>> start Stored rows
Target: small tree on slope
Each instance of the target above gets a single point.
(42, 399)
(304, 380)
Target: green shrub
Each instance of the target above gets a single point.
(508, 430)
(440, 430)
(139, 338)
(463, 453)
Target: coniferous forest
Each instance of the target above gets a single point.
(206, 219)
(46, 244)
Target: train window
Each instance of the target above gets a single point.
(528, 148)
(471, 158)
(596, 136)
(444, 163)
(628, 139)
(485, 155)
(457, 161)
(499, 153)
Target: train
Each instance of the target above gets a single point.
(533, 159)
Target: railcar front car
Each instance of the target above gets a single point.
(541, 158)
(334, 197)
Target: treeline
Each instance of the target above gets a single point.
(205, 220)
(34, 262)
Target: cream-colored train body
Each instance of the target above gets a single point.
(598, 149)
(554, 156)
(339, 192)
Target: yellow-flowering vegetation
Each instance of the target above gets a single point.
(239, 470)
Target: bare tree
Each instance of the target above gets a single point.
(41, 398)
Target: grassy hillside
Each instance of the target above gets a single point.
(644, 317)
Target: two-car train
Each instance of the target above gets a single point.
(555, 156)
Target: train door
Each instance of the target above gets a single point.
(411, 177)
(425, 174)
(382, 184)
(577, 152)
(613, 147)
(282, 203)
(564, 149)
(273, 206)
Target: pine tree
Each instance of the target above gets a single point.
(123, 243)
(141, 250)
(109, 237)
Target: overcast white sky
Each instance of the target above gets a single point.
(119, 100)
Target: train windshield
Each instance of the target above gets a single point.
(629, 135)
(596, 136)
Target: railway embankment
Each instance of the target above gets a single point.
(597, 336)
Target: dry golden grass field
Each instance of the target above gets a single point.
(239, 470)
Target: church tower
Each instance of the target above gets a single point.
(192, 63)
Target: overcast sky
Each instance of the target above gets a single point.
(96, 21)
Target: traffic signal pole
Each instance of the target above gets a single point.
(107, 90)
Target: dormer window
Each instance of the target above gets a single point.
>> end Stored rows
● **Written instruction**
Return all of the records above verbatim, line for line and in their original order.

● **Answer to the task**
Target: small tree on slope
Each instance of the target above gets a single point.
(42, 399)
(304, 380)
Target: green shrub
Each instance of the target above gets a single point.
(508, 430)
(440, 430)
(139, 338)
(463, 453)
Target: coniferous forest
Each instance of the target above gets a single point.
(206, 219)
(46, 244)
Target: train window
Each instance of the target above gets a single point.
(528, 148)
(471, 158)
(596, 136)
(444, 163)
(628, 139)
(485, 155)
(457, 161)
(499, 153)
Target: train
Each instance of the target above gets a single point.
(533, 159)
Target: railcar front car
Each instance of the target above gets a single point.
(541, 158)
(334, 197)
Target: treeline
Each instance of the target above gets a single point.
(205, 220)
(34, 262)
Target: cream-colored train body
Each instance of the target above gets a single point.
(598, 149)
(554, 156)
(339, 192)
Target: yellow-flowering vegetation
Each instance of the target above gets a single point.
(239, 470)
Target: bare tree
Each instance of the target above gets a single point.
(41, 398)
Target: grassy hillside
Each instance of the target above gets a single point.
(644, 317)
Target: two-car train
Each instance of the target above gets a single point.
(555, 156)
Target: train door
Each instance of the target above gets a single point.
(411, 177)
(425, 174)
(382, 184)
(577, 152)
(613, 147)
(282, 203)
(564, 149)
(273, 206)
Target: pine tree
Each instance of the target above gets a single point.
(123, 243)
(141, 250)
(109, 237)
Target: overcast white sky
Each instance of the target above gets a single point.
(119, 100)
Target: train windshield
Each instance of the target above gets a single point.
(629, 135)
(596, 136)
Target: railway embankment
Each instance of the target above gets a single point.
(597, 336)
Target: dry golden grass field
Each instance of the target above gets a single point.
(239, 470)
Target: church tower
Each instance of the target above gets a single point.
(192, 63)
Target: overcast sky
Each instance of the target above gets a single point.
(96, 21)
Target: traffic signal pole
Each instance of the target above gets a single point.
(107, 90)
Target: dormer window
Each instance of the target above gets a single point.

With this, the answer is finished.